*Task instructions*. Copy out each line from the material where the word "woman" is found.

◆ ◆ ◆ ◆ ◆

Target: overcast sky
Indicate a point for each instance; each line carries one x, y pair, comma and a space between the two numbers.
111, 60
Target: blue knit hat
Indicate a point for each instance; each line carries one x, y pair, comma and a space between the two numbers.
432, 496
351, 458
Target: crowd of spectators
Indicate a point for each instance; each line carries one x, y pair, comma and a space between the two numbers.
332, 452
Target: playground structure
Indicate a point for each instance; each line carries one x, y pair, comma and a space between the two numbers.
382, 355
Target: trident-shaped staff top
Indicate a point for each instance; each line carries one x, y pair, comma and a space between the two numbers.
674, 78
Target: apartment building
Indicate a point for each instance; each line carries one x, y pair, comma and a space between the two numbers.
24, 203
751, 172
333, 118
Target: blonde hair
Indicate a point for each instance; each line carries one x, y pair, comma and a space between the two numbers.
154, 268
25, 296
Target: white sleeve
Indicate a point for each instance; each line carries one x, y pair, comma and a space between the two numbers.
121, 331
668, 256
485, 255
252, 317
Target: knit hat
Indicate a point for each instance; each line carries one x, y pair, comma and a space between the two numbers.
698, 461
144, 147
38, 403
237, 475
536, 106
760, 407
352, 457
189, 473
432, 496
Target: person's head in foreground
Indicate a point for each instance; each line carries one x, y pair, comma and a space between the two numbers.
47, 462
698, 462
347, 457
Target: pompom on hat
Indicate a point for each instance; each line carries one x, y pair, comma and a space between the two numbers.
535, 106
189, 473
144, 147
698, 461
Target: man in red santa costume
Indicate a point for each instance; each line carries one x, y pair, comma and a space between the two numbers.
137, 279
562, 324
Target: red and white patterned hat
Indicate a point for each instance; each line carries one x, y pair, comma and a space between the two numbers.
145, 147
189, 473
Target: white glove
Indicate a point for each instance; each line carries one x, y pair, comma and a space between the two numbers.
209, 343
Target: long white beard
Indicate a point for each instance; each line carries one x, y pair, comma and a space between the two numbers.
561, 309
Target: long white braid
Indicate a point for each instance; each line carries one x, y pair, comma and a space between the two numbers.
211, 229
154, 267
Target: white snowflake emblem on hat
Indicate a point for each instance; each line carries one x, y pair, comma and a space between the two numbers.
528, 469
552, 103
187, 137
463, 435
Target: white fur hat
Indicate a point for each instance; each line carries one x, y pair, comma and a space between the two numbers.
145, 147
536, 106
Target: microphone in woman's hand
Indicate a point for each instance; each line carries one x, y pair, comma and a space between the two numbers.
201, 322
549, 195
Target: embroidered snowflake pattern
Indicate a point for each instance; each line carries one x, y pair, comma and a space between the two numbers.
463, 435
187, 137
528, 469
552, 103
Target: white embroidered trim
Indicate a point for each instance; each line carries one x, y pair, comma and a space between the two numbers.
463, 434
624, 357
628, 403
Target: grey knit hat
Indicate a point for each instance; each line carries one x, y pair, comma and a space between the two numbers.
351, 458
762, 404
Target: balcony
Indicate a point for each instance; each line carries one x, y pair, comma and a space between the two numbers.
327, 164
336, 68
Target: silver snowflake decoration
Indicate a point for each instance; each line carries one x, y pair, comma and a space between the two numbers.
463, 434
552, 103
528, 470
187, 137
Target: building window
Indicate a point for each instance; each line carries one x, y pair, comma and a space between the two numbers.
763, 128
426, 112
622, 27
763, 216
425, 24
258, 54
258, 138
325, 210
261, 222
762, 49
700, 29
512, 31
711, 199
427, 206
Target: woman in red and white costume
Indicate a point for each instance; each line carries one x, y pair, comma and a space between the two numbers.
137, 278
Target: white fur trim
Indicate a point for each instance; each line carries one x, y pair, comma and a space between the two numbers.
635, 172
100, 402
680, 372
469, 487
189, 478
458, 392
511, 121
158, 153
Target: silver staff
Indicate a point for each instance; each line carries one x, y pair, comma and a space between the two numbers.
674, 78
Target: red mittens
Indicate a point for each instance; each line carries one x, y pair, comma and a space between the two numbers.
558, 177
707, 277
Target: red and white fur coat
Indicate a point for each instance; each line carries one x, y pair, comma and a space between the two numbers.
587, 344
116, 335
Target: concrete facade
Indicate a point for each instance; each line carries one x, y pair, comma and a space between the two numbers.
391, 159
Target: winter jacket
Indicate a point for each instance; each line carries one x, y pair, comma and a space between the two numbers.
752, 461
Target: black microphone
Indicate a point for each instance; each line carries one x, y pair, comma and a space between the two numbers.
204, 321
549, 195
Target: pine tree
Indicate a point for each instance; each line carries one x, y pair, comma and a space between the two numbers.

◆ ◆ ◆ ◆ ◆

*Solution for this task*.
Target: microphone in woman's hand
Target: woman in red and white costume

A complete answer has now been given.